Given problem: According to the abstract below, which two large-scale circulation patterns are associated with European cold spells?

[start of Extract]

Effects of the tropospheric large-scale circulation on European winter temperatures during the period of amplified Arctic warming

Abstract

We investigate factors influencing European winter (DJFM) air temperatures for the period 1979-2015 with the focus on changes during the recent period of rapid Arctic warming (1998-2015). We employ meteorological reanalyses analysed with a combination of correlation analysis, two pattern clustering techniques, and back-trajectory airmass identification. In all five selected European regions, severe cold winter events lasting at least 4 days are significantly correlated with warm Arctic episodes. Relationships during opposite conditions of warm Europe/cold Arctic are also significant. Correlations have become consistently stronger since 1998. Large-scale pattern analysis reveals that cold spells are associated with the negative phase of the North Atlantic Oscillation (NAO-) and the positive phase of the Scandinavian (SCA+) pattern, which in turn are correlated with the divergence of dry-static energy transport. Warm European extremes are associated with opposite phases of these patterns and the convergence of latent heat transport. Airmass trajectory analysis is consistent with these findings, as airmasses associated with extreme cold events typically originate over continents, while warm events tend to occur with prevailing maritime airmasses. Despite Arctic-wide warming, significant cooling has occurred in northeastern Europe owing to a decrease in adiabatic subsidence heating in airmasses arriving from the southeast, along with increased occurrence of circulation patterns favouring low temperature advection. These dynamic effects dominated over the increased mean temperature of most circulation patterns. Lagged correlation analysis reveals that SCA- and NAO+ are typically preceded by cold Arctic anomalies during the previous 2-3 months, which may aid seasonal forecasting.

Keywords: Arctic; European weather; North Atlantic oscillation; Scandinavian pattern; subsidence heating; teleconnections.

[end of Extract]
[start of Stored rows]

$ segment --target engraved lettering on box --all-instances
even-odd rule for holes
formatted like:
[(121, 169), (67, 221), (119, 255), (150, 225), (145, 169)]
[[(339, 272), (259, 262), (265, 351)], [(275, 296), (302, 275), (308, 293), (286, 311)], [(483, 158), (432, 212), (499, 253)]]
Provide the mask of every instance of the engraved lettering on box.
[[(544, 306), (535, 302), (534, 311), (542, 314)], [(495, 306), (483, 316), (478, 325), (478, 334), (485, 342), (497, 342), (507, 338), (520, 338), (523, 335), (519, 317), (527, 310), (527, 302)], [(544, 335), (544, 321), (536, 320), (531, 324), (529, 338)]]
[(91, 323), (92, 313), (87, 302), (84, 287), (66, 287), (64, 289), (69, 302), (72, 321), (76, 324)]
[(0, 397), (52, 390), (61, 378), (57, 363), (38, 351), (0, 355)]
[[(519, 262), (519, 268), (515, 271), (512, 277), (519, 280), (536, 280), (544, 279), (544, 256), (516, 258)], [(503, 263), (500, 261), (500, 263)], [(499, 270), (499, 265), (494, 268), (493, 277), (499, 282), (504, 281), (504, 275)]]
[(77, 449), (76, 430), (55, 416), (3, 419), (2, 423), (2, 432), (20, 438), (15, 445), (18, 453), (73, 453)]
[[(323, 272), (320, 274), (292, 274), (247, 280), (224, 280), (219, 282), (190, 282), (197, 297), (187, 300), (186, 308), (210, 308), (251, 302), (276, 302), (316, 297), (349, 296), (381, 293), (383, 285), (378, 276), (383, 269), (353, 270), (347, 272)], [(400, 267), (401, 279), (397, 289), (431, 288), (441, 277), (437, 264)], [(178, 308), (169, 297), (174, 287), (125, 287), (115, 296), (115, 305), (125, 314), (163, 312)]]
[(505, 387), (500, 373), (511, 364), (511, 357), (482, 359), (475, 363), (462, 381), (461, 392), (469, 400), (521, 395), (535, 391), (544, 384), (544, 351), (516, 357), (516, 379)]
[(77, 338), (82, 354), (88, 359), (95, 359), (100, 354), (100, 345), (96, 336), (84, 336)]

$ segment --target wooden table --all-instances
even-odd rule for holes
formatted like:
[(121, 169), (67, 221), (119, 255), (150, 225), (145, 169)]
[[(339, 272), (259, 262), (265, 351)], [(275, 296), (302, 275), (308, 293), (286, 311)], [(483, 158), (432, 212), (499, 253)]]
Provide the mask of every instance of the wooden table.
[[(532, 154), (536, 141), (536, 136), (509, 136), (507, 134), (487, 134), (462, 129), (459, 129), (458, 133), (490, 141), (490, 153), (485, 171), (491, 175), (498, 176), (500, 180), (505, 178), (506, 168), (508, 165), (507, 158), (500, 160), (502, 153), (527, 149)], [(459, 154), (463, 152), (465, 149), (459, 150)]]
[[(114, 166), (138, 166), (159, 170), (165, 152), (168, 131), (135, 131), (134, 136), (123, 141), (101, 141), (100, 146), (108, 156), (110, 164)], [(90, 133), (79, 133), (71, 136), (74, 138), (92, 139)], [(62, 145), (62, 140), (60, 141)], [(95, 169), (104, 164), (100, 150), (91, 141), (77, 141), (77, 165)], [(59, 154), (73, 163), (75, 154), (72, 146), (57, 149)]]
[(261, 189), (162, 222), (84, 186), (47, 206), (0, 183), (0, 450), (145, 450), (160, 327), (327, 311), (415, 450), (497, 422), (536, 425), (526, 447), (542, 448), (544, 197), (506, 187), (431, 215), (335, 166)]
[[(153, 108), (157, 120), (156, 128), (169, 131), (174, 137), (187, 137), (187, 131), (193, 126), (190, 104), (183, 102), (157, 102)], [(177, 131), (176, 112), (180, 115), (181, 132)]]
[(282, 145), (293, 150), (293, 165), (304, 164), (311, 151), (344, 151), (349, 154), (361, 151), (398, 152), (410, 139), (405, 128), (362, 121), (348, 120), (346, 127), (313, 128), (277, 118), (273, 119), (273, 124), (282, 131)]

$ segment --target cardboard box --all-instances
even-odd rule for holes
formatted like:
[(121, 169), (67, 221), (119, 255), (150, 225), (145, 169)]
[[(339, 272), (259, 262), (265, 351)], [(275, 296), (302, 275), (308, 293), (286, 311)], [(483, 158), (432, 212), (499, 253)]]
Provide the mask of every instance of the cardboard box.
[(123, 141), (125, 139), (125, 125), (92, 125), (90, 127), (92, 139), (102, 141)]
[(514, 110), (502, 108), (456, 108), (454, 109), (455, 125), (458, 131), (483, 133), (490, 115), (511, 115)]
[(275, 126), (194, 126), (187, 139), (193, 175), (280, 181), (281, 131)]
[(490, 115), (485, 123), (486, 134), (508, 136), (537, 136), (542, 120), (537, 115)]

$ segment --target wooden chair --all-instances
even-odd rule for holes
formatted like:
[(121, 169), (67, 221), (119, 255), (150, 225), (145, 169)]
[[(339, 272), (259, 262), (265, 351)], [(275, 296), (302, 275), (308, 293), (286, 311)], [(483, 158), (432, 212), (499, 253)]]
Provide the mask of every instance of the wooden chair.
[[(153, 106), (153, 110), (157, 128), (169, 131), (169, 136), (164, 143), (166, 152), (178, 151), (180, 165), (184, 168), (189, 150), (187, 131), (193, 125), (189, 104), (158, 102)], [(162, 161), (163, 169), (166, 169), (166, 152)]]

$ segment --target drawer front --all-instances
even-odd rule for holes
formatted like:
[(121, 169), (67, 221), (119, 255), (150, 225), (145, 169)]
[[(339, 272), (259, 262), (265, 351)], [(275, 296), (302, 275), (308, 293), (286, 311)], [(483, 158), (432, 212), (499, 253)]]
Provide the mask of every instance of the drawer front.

[end of Stored rows]

Answer for the task: The negative phase of the North Atlantic Oscillation (NAO-) and the positive phase of the Scandinavian pattern (SCA+).